_Provided passage_:
#####

Dementia research aims to shed light on the risk factors that contribute to brain decline in a bid to forestall it. In a major breakthrough, researchers have identified 13 genetic variants that contribute to the risk of Alzheimer’s disease – the most common type of dementia. A second study showed development of dementia late in life is associated with abnormal blood levels of dozens of proteins up to five years earlier, according to a new study. Most of these proteins were not known to be linked to dementia before, suggesting new targets for prevention therapies.
Dementia is an umbrella term for a group of symptoms associated with brain decline, such as memory loss. There are more than 400 types of dementia but Alzheimer’s disease is the most common. Understanding the risk factors that underpin dementia raises the hope of breaking the link. A new study advances our understanding of the genetic component to Alzheimer’s disease.
Scientists in the study – published in the journal Alzheimer’s & Dementia – identified 13 genetic variants that increase the risk of Alzheimer’s disease.
To identify these mutations, a team of researchers from Boston General Hospital (USA) and the Department of Neuroscience at the University of Sheffield (UK) used a genetic technique that allows “reading” the entire genome, called Whole Genome Sequencing (WGS).
Unlike previous studies, which have sought to find common genetic traits that predispose to developing this disease, this time the researchers focused on finding rare variants.

#####

_Extracted information_:

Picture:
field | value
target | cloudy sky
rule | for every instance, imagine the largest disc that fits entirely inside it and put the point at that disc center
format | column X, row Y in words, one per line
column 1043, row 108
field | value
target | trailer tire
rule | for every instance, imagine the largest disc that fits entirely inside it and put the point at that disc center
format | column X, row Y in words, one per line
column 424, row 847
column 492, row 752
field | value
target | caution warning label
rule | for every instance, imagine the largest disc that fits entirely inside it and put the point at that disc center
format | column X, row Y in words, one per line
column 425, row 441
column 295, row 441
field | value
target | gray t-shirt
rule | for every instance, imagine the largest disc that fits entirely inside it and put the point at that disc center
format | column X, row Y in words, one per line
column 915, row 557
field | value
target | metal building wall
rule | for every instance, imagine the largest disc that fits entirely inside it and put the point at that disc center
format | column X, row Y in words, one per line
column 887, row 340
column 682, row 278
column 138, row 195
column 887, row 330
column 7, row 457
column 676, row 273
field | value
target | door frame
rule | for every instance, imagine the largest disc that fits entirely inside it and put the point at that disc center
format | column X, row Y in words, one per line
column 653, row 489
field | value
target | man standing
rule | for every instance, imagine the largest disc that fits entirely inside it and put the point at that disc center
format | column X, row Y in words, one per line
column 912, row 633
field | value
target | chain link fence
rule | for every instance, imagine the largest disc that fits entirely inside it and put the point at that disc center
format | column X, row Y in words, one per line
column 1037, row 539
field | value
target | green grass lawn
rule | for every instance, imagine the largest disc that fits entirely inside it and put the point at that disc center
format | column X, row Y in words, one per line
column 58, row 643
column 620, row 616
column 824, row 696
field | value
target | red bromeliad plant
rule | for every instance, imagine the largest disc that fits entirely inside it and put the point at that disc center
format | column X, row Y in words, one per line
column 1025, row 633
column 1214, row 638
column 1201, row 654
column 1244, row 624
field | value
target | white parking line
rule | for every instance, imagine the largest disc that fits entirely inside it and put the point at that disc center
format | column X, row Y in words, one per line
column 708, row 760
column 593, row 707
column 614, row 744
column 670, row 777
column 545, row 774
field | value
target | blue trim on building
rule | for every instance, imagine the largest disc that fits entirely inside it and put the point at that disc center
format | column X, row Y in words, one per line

#####

_Task 1_: Retype the part of the dementia research article starting at "To identify these" and ending at "Genome Sequencing (WGS).", keeping every word and mark the same.
_Task 2_: Write the next part of the article on Alzheimer's disease risk, starting right after its last sentence.

_Answer area 1_:
To identify these mutations, a team of researchers from Boston General Hospital (USA) and the Department of Neuroscience at the University of Sheffield (UK) used a genetic technique that allows “reading” the entire genome, called Whole Genome Sequencing (WGS).

_Answer area 2_:
Contrary to what one might think, these rare variants, although they specifically repeat very infrequently from one individual to another, make up approximately 77 percent of the 50 to 60 million genetic variants that make up each person’s DNA. As such, they are often the key to understanding the origin or development of many diseases.
The researchers arrived at their conclusion by crunching data on 2,247 individuals from 605 different families, in which several members suffer or have suffered from Alzheimer’s.
They subsequently found thirteen specific variables associated with the risk of developing the disease.
This finding could then be replicated in another cohort of 1,669 unrelated individuals.
Analysis of these variants -FNBP1L, SEL1L, LINC00298, PRKCH, C15ORF41, C2CD3, KIF2A, APC, LHX9, NALCN, CTNNA2, SYTL3 and CLSTN2 – revealed in most cases to be related neuroplasticity, synaptic function and neuronal development. All of which play a role in the development of Alzheimer’s.
For example, in Alzheimer’s patients, four of these genes (APC, CTNNA2, KIF2A, and NALCN) were expressed (i.e. the information contained was synthesised into a protein) primarily in brain tissue, while PRKCH expression was significantly reduced in the temporal cortex (involved in functions such as memory and language).
Two others, however, interacted with previously known Alzheimer’s disease-related genes: FNBP1L and KIF2A.
All these findings, in principle, could have future applications as important diagnostic tools and even as targets for gene therapies aimed at reversing the effects of the disease.